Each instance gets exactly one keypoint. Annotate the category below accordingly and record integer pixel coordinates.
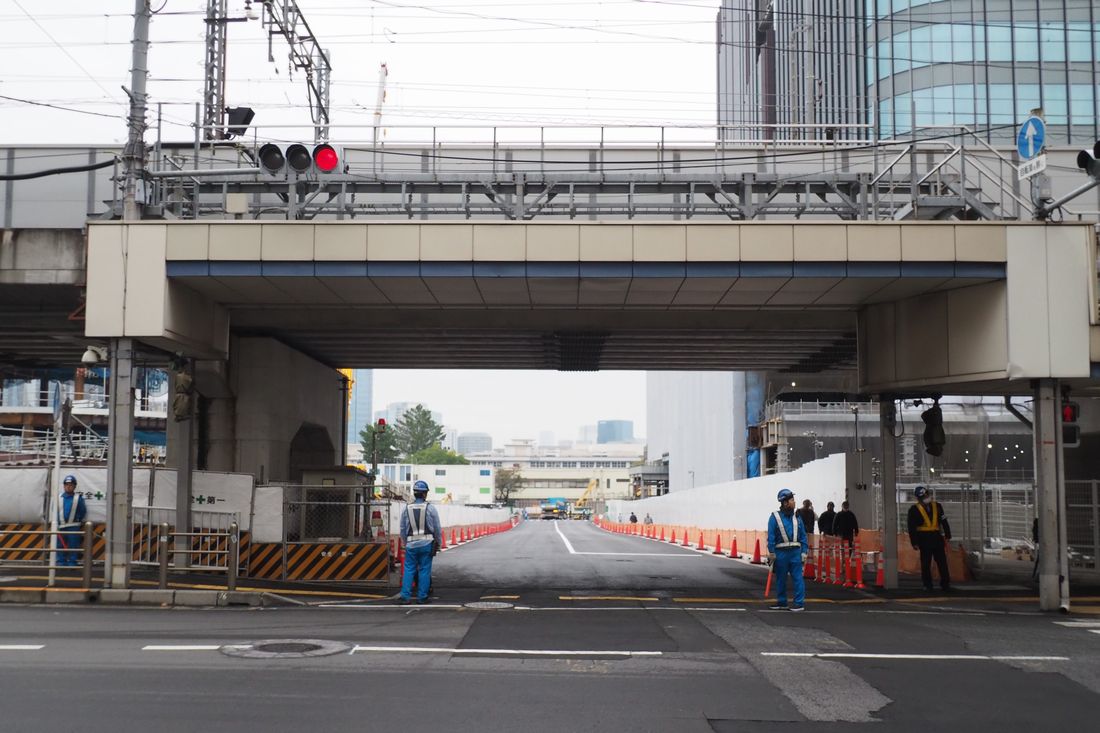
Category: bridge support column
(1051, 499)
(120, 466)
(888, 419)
-*-
- _Task requirements_
Restate the whole listing above exactly, except for its images.

- _Solution_
Each instance gets exactly one keypoint. Annotate the category below accordingly and record integer pixel coordinates.
Category: bridge support column
(1051, 499)
(120, 466)
(888, 419)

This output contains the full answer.